_DOCUMENT SECTION_:
Bring back STX and ETX

Some people think that XML is the greatest invention since sliced bread. (I won’t name names, to protect the non-existent.) In contrast, I think that it’s just a symptom of a disease, a terminal illness infecting the entire computing world. Programmers are supposed to be smart, but we’re actually the ones who are responsible for the spread of the disease. We started and promoted the practice of using printable text to delimit printable text. In my haughty opinion, this was one of the worst ideas in the history of computers (surpassed only by SMTP and MacAppADay). It was doomed to fail from the beginning, kind of like the paradox of the liar. The use of printable text to delimit printable text has been the cause of countless bugs — let’s say 500 billion — and indeed, countless security vulnerabilities. It continues to plague us today.

Having worked on a feed reader, I do know a thing or two about this issue. I can tell you that it’s a major pain to parse XML feeds. Parsing HTML is even worse, but thankfully we can leave the majority of that to WebKit. It’s hard enough when everything is perfect, but we inevitably run into issues where the text is improperly escaped or not properly escaped. This is no fun for anyone.

Since the beginning, ASCII contained a number of non-printing control characters, but for some reason they have fallen out of favor. Among the control characters are STX (0x2) and ETX (0x3). Their position in the list of character codes indicates their importance: they were used to delimit text. With character codes such as these, parsing data into strings becomes trivial:

  1. Start parsing a string when you see a STX code.
  2. Continue until you see a ETX code, you see a non-character code, you reach a preset maximum length, or you run out of data.
  3. If the last code was ETX, you’ve got a good string. Otherwise, you’ve encountered an error, and you can do whatever error handling you like.
  4. There are no more steps. The characters in the string are all literal, no unescaping necessary.

Unicode has added some similar codes such as SOS and ST. I’d like to see even more control codes, to allow for fine-grained specification of the structure of the text. For example, we could have control codes to delimit words, sentences, paragraphs, etc. This would be similar to tags in HTML but without the use of printable characters to represent the tags.

_WORK ORDER A_: Copy the part of the STX and ETX post that opens with the words containing "3. If the last" and closes with "represent the tags.".
_WORK ORDER B_: In the STX and ETX post, what character code values are given for STX and ETX?
_WORK ORDER C_: Name every control code mentioned in the STX and ETX post.

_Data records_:
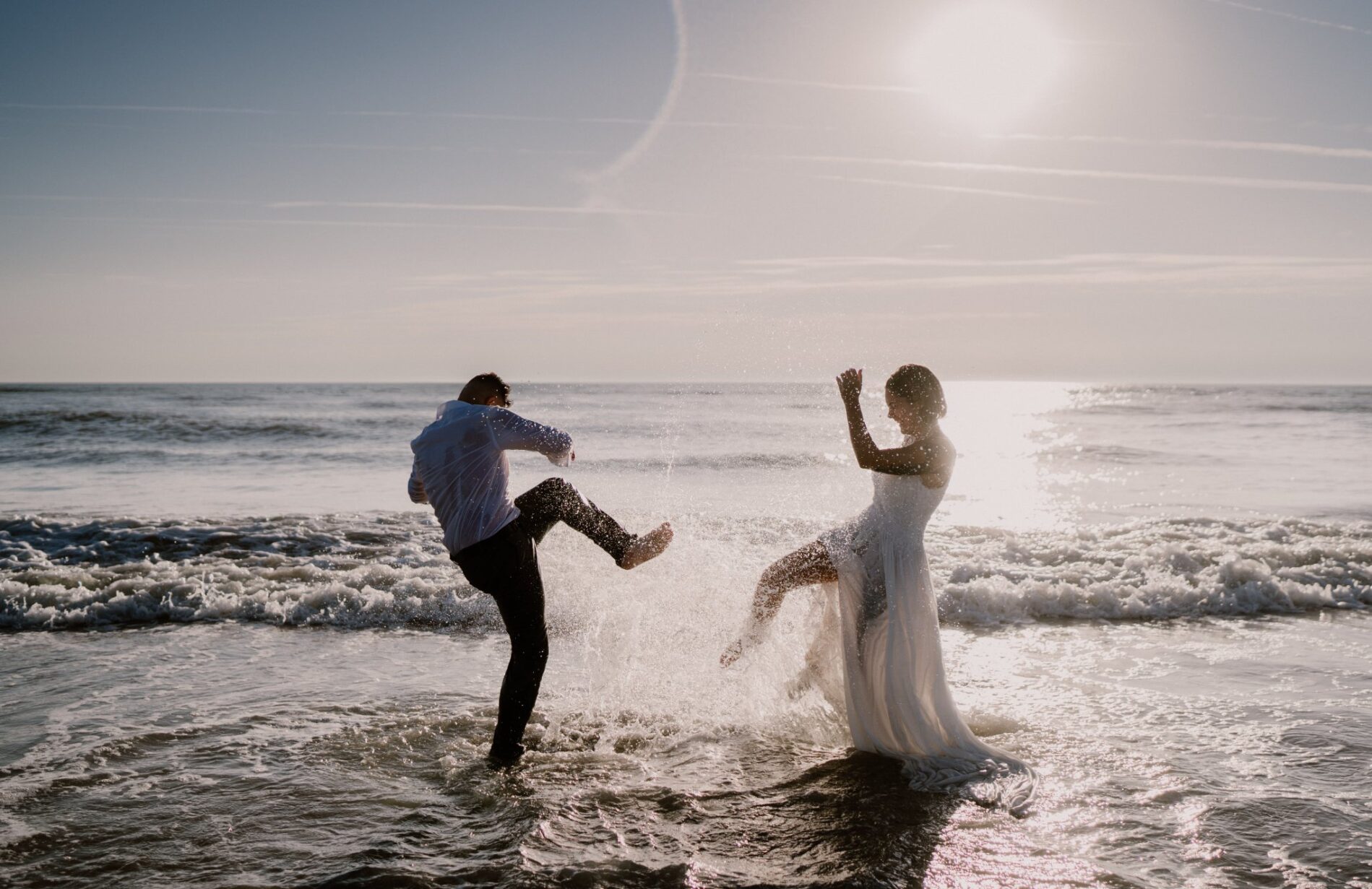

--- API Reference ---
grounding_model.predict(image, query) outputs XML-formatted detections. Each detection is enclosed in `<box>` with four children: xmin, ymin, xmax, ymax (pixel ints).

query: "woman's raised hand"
<box><xmin>834</xmin><ymin>368</ymin><xmax>862</xmax><ymax>401</ymax></box>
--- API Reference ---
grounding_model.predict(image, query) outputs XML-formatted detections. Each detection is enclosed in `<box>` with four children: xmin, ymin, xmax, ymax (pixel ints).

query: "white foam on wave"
<box><xmin>0</xmin><ymin>514</ymin><xmax>1372</xmax><ymax>633</ymax></box>
<box><xmin>931</xmin><ymin>520</ymin><xmax>1372</xmax><ymax>624</ymax></box>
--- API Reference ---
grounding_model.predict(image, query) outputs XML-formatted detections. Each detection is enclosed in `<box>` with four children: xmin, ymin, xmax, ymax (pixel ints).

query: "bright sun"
<box><xmin>912</xmin><ymin>0</ymin><xmax>1062</xmax><ymax>130</ymax></box>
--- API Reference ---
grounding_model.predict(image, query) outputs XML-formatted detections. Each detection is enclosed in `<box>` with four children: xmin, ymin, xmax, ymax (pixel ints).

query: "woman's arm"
<box><xmin>837</xmin><ymin>368</ymin><xmax>944</xmax><ymax>474</ymax></box>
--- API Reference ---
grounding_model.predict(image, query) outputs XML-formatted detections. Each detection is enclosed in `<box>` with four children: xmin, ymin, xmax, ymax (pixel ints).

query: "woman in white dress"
<box><xmin>720</xmin><ymin>365</ymin><xmax>1036</xmax><ymax>815</ymax></box>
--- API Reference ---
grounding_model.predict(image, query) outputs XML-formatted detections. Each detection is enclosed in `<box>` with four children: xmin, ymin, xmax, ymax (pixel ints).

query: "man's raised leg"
<box><xmin>514</xmin><ymin>479</ymin><xmax>673</xmax><ymax>568</ymax></box>
<box><xmin>453</xmin><ymin>526</ymin><xmax>548</xmax><ymax>764</ymax></box>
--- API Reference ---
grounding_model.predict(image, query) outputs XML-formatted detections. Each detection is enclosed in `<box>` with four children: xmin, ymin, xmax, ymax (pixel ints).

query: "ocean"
<box><xmin>0</xmin><ymin>383</ymin><xmax>1372</xmax><ymax>889</ymax></box>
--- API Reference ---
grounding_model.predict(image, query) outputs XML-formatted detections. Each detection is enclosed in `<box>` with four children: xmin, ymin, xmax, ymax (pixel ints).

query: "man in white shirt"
<box><xmin>409</xmin><ymin>373</ymin><xmax>673</xmax><ymax>764</ymax></box>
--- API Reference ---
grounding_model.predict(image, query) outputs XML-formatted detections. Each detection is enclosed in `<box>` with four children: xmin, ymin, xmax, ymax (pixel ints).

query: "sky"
<box><xmin>0</xmin><ymin>0</ymin><xmax>1372</xmax><ymax>383</ymax></box>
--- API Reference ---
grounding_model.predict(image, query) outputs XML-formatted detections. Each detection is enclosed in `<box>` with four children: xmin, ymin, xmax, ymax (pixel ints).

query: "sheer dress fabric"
<box><xmin>821</xmin><ymin>439</ymin><xmax>1037</xmax><ymax>815</ymax></box>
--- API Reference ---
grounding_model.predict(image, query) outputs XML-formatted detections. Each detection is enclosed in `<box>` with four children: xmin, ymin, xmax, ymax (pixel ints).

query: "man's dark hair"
<box><xmin>886</xmin><ymin>365</ymin><xmax>948</xmax><ymax>420</ymax></box>
<box><xmin>457</xmin><ymin>373</ymin><xmax>510</xmax><ymax>404</ymax></box>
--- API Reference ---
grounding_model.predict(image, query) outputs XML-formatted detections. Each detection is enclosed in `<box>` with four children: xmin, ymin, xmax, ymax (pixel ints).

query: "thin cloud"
<box><xmin>266</xmin><ymin>200</ymin><xmax>665</xmax><ymax>215</ymax></box>
<box><xmin>587</xmin><ymin>0</ymin><xmax>686</xmax><ymax>183</ymax></box>
<box><xmin>328</xmin><ymin>111</ymin><xmax>584</xmax><ymax>123</ymax></box>
<box><xmin>0</xmin><ymin>212</ymin><xmax>577</xmax><ymax>232</ymax></box>
<box><xmin>1206</xmin><ymin>0</ymin><xmax>1372</xmax><ymax>35</ymax></box>
<box><xmin>0</xmin><ymin>102</ymin><xmax>288</xmax><ymax>114</ymax></box>
<box><xmin>691</xmin><ymin>71</ymin><xmax>925</xmax><ymax>95</ymax></box>
<box><xmin>781</xmin><ymin>155</ymin><xmax>1372</xmax><ymax>195</ymax></box>
<box><xmin>811</xmin><ymin>175</ymin><xmax>1100</xmax><ymax>204</ymax></box>
<box><xmin>984</xmin><ymin>133</ymin><xmax>1372</xmax><ymax>160</ymax></box>
<box><xmin>252</xmin><ymin>143</ymin><xmax>453</xmax><ymax>154</ymax></box>
<box><xmin>0</xmin><ymin>195</ymin><xmax>670</xmax><ymax>215</ymax></box>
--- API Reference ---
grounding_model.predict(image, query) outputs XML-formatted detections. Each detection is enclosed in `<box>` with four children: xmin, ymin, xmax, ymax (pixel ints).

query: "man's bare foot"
<box><xmin>618</xmin><ymin>521</ymin><xmax>673</xmax><ymax>571</ymax></box>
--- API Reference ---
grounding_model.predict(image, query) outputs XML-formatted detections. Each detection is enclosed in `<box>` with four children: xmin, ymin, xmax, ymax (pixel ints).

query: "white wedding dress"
<box><xmin>812</xmin><ymin>439</ymin><xmax>1037</xmax><ymax>815</ymax></box>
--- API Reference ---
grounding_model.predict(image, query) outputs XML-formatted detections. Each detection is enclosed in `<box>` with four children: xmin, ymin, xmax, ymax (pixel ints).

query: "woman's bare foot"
<box><xmin>618</xmin><ymin>521</ymin><xmax>673</xmax><ymax>571</ymax></box>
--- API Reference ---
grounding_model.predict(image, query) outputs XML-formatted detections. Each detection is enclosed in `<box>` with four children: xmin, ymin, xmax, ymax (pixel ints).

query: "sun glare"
<box><xmin>911</xmin><ymin>0</ymin><xmax>1063</xmax><ymax>130</ymax></box>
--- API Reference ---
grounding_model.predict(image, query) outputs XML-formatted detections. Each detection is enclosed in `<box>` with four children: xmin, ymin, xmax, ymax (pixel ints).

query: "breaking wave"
<box><xmin>0</xmin><ymin>513</ymin><xmax>1372</xmax><ymax>633</ymax></box>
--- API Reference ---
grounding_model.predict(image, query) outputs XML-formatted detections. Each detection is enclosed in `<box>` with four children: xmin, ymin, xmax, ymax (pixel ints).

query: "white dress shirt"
<box><xmin>409</xmin><ymin>401</ymin><xmax>572</xmax><ymax>554</ymax></box>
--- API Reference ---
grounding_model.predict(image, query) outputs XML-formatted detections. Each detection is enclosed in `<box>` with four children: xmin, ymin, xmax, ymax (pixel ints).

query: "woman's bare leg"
<box><xmin>754</xmin><ymin>540</ymin><xmax>838</xmax><ymax>623</ymax></box>
<box><xmin>719</xmin><ymin>540</ymin><xmax>838</xmax><ymax>667</ymax></box>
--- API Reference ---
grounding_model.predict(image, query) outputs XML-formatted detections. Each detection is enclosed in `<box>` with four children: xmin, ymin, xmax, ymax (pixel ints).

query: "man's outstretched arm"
<box><xmin>491</xmin><ymin>409</ymin><xmax>577</xmax><ymax>467</ymax></box>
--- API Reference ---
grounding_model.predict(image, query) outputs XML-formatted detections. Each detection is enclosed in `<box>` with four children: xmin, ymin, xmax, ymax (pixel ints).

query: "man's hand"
<box><xmin>834</xmin><ymin>368</ymin><xmax>862</xmax><ymax>404</ymax></box>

_PROBLEM SOLUTION A_:
3. If the last code was ETX, you’ve got a good string. Otherwise, you’ve encountered an error, and you can do whatever error handling you like.
  4. There are no more steps. The characters in the string are all literal, no unescaping necessary.

Unicode has added some similar codes such as SOS and ST. I’d like to see even more control codes, to allow for fine-grained specification of the structure of the text. For example, we could have control codes to delimit words, sentences, paragraphs, etc. This would be similar to tags in HTML but without the use of printable characters to represent the tags.

_PROBLEM SOLUTION B_: STX is 0x2 and ETX is 0x3.

_PROBLEM SOLUTION C_: STX, ETX, SOS, ST